The 15 Remaining Lesbian Bars

Collages

When I began this research, the number of lesbian bars in the United States had dwindled to fifteen. Collage was used to document and compare these existing spaces. Where are they located, how are they staying open, why are others closing down? Each collage in this section represents the bars’ location, street view, and interior condition, if available. After documenting the original fifteen, I extracted the qualities apparent in many of the bars and compared and contrasted them.

3 Sites for the Queer Imaginary 

Collages and Photographs of Collage Models

Utilizing a participatory design process, I initiated interviews with members of the community on the topic of what constitutes safe and inclusive space. Collage became the medium of these dialogues, representing what the interviewee described, while also eliciting their responses, and engaging their feedback. Who was interviewed was, intentionally, as broad as possible. I spoke to a bartender/bar manager, a drag king/performer, bar goers from a Midwest city, and a youth pride coordinator. As I only spoke to a handful of people, the connection of a one-on-one conversation holds a great value to participatory work and hearing the needs of the community. I was deliberately transparent that I sought time from them in order to give back to our community, a mutually beneficial relationship. Every person I talked to was eager and excited to talk about the subject. This participatory process used collages to communicate.

★ ★ ★ ★ ★

→ **EXERCISE A**:
From the passage on lesbian bars and collage, retype the part starting at "The 15 Remaining" and ending at "and contrasted them.".
→ **EXERCISE B**:
Based on the passage on lesbian bars and collage, does each statement agree with it? Answer yes or no, and quote the deciding words.
(i) When the research began, fifteen lesbian bars remained in the United States.
(ii) The interviewees were intentionally limited to people who work in bars.
(iii) Each collage shows a bar's street view.
→ **EXERCISE C**:
Answer these questions from the passage on lesbian bars and collage:
(i) What medium was used to document and compare the existing bars?
(ii) What kind of design process framed the interviews?
(iii) How did every person interviewed feel about discussing the subject?

★ ★ ★ ★ ★

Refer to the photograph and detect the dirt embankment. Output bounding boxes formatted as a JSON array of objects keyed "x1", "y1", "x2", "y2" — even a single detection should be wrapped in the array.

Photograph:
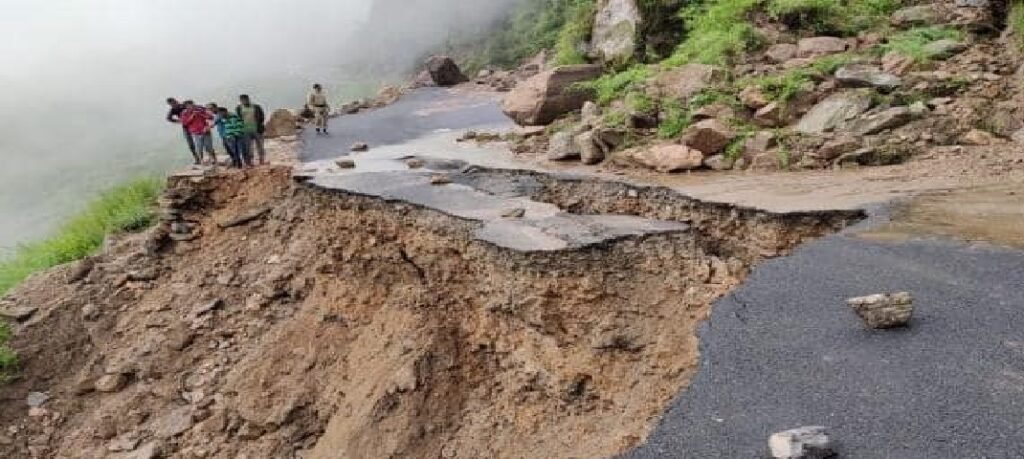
[{"x1": 0, "y1": 168, "x2": 859, "y2": 458}]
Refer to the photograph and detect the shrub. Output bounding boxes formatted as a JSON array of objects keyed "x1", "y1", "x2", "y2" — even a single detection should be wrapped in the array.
[
  {"x1": 665, "y1": 0, "x2": 758, "y2": 66},
  {"x1": 880, "y1": 26, "x2": 964, "y2": 64},
  {"x1": 0, "y1": 322, "x2": 17, "y2": 384},
  {"x1": 0, "y1": 178, "x2": 163, "y2": 295}
]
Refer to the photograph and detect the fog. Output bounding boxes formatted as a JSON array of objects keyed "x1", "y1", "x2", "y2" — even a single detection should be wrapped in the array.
[{"x1": 0, "y1": 0, "x2": 516, "y2": 251}]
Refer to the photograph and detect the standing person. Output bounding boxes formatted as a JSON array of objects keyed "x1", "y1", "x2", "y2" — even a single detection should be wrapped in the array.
[
  {"x1": 234, "y1": 94, "x2": 266, "y2": 165},
  {"x1": 181, "y1": 100, "x2": 217, "y2": 166},
  {"x1": 167, "y1": 97, "x2": 200, "y2": 164},
  {"x1": 306, "y1": 83, "x2": 331, "y2": 134},
  {"x1": 217, "y1": 107, "x2": 253, "y2": 169}
]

★ ★ ★ ★ ★

→ **TASK SOLUTION A**:
The 15 Remaining Lesbian Bars

Collages

When I began this research, the number of lesbian bars in the United States had dwindled to fifteen. Collage was used to document and compare these existing spaces. Where are they located, how are they staying open, why are others closing down? Each collage in this section represents the bars’ location, street view, and interior condition, if available. After documenting the original fifteen, I extracted the qualities apparent in many of the bars and compared and contrasted them.

→ **TASK SOLUTION B**:
(i) Yes: "the number of lesbian bars in the United States had dwindled to fifteen"
(ii) No: "Who was interviewed was, intentionally, as broad as possible."
(iii) Yes: "Each collage in this section represents the bars’ location, street view, and interior condition, if available."

→ **TASK SOLUTION C**:
(i) Collage
(ii) A participatory design process
(iii) Eager and excited